When the plaintiff acquired her title on May 7, 1940, there was a brick building on land of the defendant abutting upon the third parcel. In May of 1940, the building was leased to The Great Atlantic and Pacific Tea Company, and by agreement with it the defendant employed one Ducharme, a mason, to build two brick extensions to the buildings, one of which encroached upon the third parcel and is the structure complained of by the plaintiff. The extension in question is eight by eighteen feet in dimensions and is located on the third parcel. No complaint is made by the plaintiff as to the other extension of the defendant's building, since it does not encroach upon the right of way. There was evidence that, during the course of construction of the extensions in question, steel girders and other building materials were placed on the plaintiff's property (vacant land), and that her counsel wrote to the defendant on May 27, 1940, notifying him to remove them and not to use her premises for any purpose. No reference was made in this letter to her right of way, and no further communication was had by her with the defendant prior to the bringing of the present suit on July 30, 1940. The testimony was conflicting with respect to whether work had been started on the encroaching structure when the letter,above referred to, was sent to the defendant. The plaintiff testified that at that time the construction of the structure complained of had not been begun, but there was evidence tending to show that on that date the outside of that structure had been completed. There was evidence that, before the work on the structure in question began, there had been loading platforms, stairways and hatchways extending some four or five feet into the third parcel but this was permissible under the terms of the conveyance by the Enrights.

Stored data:

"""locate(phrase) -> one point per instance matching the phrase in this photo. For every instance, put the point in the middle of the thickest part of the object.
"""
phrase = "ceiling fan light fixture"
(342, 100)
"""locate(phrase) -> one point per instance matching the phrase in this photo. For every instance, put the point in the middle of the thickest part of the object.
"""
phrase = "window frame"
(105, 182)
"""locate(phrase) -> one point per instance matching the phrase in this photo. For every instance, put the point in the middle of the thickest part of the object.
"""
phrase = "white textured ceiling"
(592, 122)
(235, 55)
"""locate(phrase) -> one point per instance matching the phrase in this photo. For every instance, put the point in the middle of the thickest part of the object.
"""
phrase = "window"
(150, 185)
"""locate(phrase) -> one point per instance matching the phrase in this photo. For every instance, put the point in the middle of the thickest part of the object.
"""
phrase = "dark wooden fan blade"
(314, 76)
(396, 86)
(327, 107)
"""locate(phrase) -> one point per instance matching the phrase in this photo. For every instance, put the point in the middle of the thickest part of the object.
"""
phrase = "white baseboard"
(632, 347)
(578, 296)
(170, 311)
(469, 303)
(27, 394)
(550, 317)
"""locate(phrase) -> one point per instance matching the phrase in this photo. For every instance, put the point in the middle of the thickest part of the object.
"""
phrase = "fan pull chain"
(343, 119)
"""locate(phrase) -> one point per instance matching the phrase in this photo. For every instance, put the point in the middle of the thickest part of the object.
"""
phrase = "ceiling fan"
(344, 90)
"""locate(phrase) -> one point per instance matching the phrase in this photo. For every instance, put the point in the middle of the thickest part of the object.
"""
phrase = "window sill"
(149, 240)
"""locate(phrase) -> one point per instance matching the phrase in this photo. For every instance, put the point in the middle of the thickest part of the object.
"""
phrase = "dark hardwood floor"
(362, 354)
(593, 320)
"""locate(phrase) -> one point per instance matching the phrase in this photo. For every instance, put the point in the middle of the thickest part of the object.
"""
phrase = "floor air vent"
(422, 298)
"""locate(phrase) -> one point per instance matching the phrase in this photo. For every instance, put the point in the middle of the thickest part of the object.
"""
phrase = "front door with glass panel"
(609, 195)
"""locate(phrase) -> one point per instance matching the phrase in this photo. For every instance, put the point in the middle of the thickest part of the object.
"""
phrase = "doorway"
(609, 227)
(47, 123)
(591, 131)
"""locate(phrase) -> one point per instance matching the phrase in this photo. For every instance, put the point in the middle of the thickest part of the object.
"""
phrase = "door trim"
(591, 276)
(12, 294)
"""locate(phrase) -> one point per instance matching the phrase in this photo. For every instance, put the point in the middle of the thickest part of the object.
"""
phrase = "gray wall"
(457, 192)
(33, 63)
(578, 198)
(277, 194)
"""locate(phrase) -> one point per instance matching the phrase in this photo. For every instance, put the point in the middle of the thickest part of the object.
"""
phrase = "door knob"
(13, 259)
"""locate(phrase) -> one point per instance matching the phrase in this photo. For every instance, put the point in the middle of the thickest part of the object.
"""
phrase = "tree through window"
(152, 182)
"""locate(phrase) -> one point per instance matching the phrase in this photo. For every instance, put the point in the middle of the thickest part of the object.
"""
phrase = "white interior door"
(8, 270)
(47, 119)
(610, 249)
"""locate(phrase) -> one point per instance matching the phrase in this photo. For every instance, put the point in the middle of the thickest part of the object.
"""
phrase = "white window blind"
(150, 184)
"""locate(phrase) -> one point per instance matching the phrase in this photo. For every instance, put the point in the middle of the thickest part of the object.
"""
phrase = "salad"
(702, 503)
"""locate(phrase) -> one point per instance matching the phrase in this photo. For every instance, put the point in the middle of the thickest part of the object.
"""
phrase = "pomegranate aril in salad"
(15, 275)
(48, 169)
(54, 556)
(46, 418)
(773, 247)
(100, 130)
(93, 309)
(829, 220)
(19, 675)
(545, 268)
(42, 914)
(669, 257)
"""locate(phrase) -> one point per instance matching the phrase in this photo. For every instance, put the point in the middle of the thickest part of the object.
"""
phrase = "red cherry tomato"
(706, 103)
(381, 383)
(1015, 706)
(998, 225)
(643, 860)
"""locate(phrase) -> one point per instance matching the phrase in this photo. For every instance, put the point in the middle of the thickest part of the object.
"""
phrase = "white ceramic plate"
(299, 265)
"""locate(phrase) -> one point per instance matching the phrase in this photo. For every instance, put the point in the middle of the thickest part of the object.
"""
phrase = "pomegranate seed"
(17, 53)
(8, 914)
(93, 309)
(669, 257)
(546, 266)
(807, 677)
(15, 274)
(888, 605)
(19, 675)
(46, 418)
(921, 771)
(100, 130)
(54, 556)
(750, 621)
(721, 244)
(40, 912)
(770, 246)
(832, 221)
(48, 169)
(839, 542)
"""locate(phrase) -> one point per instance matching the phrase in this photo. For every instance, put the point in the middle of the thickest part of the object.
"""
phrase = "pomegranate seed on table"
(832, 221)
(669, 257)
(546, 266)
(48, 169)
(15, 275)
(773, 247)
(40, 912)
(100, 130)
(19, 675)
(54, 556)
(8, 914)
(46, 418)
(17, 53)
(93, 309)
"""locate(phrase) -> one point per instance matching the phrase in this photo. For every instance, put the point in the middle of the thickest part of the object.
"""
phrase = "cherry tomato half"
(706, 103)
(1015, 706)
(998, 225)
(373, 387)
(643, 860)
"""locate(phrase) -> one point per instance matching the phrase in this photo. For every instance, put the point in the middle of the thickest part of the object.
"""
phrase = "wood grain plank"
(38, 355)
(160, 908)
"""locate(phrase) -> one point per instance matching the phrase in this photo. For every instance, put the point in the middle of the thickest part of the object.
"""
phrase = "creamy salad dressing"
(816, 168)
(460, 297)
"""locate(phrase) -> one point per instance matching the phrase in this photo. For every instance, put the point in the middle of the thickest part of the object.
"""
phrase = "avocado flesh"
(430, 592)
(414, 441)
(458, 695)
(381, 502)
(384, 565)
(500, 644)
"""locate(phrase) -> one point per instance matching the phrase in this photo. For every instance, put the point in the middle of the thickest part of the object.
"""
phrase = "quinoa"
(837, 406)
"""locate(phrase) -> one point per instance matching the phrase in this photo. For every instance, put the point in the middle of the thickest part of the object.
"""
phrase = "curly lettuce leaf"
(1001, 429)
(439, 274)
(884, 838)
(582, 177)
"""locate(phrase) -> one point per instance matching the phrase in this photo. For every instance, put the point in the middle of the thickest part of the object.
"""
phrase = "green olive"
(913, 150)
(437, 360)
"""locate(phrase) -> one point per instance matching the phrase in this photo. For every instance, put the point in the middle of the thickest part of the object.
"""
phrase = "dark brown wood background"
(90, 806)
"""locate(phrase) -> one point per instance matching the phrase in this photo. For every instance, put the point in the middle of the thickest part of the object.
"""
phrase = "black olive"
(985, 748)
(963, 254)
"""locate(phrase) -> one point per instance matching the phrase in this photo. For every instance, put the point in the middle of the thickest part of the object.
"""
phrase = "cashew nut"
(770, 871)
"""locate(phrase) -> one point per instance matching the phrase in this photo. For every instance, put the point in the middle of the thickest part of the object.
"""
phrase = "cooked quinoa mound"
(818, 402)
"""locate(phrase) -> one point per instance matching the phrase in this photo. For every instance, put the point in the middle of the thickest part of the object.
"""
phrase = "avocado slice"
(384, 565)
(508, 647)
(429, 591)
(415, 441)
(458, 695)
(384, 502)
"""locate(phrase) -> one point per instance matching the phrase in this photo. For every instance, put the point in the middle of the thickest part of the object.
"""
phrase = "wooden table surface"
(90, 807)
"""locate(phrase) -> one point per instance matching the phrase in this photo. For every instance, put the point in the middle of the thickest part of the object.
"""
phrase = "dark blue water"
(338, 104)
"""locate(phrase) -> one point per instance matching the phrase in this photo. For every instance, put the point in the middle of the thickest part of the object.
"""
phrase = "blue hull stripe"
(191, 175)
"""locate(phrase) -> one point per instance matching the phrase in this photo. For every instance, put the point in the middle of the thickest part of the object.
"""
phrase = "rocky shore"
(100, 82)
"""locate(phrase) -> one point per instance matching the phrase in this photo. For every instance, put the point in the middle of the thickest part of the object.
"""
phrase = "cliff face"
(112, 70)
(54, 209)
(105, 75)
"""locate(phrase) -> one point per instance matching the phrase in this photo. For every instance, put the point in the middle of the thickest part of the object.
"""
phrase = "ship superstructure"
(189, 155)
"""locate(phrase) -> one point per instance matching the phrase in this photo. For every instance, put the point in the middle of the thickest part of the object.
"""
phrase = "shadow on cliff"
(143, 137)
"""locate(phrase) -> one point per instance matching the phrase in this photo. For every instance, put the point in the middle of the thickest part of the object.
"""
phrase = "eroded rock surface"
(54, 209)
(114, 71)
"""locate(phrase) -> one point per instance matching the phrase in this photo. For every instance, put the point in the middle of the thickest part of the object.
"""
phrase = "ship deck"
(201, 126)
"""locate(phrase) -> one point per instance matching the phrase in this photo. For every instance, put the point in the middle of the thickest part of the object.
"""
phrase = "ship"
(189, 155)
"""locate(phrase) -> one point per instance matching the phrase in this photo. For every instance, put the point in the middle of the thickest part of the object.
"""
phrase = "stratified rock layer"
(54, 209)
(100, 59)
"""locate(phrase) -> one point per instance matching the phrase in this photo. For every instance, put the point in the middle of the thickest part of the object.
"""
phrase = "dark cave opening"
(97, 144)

Requirement:
Continue the court passage about the brick extension encroaching on the right of way, picking up right after its last sentence.

Task output:
There was evidence that a gasoline and service station had been operated formerly on the plaintiff's land, and that trucks had made use of the right of way over the third parcel, but seldom over that portion where the structure complained of stands. The evidence was conflicting as to the value of the plaintiff's land both with and without the structure in question. The plaintiff testified that she intended to erect stores and apartments on her land, and that the structure in question would block off the rearentraces to one of the stores and apartments in the proposed building. The judge found that, although the plaintiff was not making any present valuable use of the right of way, it was a valuable adjunct and might well constitute a valuable selling point in connection with possible uses to which the plaintiff's property might be put.

The judge stated in his findings that the plaintiff had a right of way over the...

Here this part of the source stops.